**Image entries on named regions**
════════════════

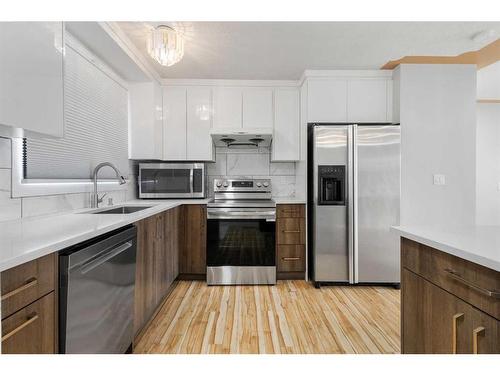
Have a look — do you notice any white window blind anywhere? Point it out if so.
[23,46,128,179]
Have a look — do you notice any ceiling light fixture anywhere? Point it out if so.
[148,25,184,66]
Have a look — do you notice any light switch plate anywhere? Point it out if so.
[433,174,446,185]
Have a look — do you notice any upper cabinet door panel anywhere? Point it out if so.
[129,82,163,159]
[307,79,347,122]
[347,79,388,122]
[272,89,300,161]
[0,22,64,137]
[243,88,273,128]
[213,87,242,128]
[163,87,186,160]
[187,87,212,161]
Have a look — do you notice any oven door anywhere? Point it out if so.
[139,163,205,198]
[207,209,276,285]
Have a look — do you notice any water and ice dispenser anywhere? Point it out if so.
[318,165,346,206]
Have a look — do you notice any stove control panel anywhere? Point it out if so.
[214,178,271,193]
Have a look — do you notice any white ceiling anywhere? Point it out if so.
[117,21,500,79]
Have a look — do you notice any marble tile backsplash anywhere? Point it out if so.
[0,137,137,222]
[207,147,295,197]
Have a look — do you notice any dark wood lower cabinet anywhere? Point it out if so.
[134,206,184,335]
[2,292,57,354]
[276,204,306,280]
[401,239,500,354]
[179,204,207,279]
[134,216,158,334]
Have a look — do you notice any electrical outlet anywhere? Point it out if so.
[433,174,446,185]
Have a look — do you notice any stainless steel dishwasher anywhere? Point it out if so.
[59,226,137,353]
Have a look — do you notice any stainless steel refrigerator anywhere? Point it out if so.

════════════════

**Aim of the task**
Print every item above word for word, leaving out the pictures.

**Answer to the exercise**
Have a look — do you notice any white window blind anywhere? Point it out if so.
[23,46,128,179]
Have a look — do you notice any ceiling light fixture anywhere? Point it out if so.
[148,25,184,66]
Have a look — do you notice any light switch plate anywhere? Point it out if so.
[433,174,446,185]
Have a look — do you notice any upper cabinet door panel anywhere? Point it out if so.
[129,82,163,159]
[307,79,347,122]
[347,79,388,122]
[272,89,300,161]
[0,22,64,137]
[243,88,273,128]
[213,87,242,128]
[163,87,186,160]
[187,87,212,161]
Have a look — do you notice any oven door anywhere? Point it out if so.
[139,163,205,198]
[207,209,276,285]
Have a look — do you notice any water and ice dispenser anywhere? Point it out if so.
[318,165,346,206]
Have a look — do you notice any stove control panel anywhere? Point it out if so.
[214,178,271,193]
Have a look — do you notice any white ceiling anywhere? Point it out if so.
[117,21,500,79]
Have a look — do you notice any marble tile backsplash anywhere? Point it out if so.
[0,137,137,222]
[207,147,295,197]
Have a look — do you notice any dark wood lower cabinet anywhere? Point it out if so.
[134,206,184,335]
[2,292,57,354]
[276,204,306,280]
[401,239,500,354]
[179,204,207,279]
[134,216,158,334]
Have a look — do you notice any electrical outlet anywhere? Point it out if so.
[433,174,446,185]
Have a look — do you notice any stainless steel dishwasher anywhere? Point it out if so.
[59,226,137,353]
Have a look — do you notice any stainless steel refrigerator anywhere? Point it out if so.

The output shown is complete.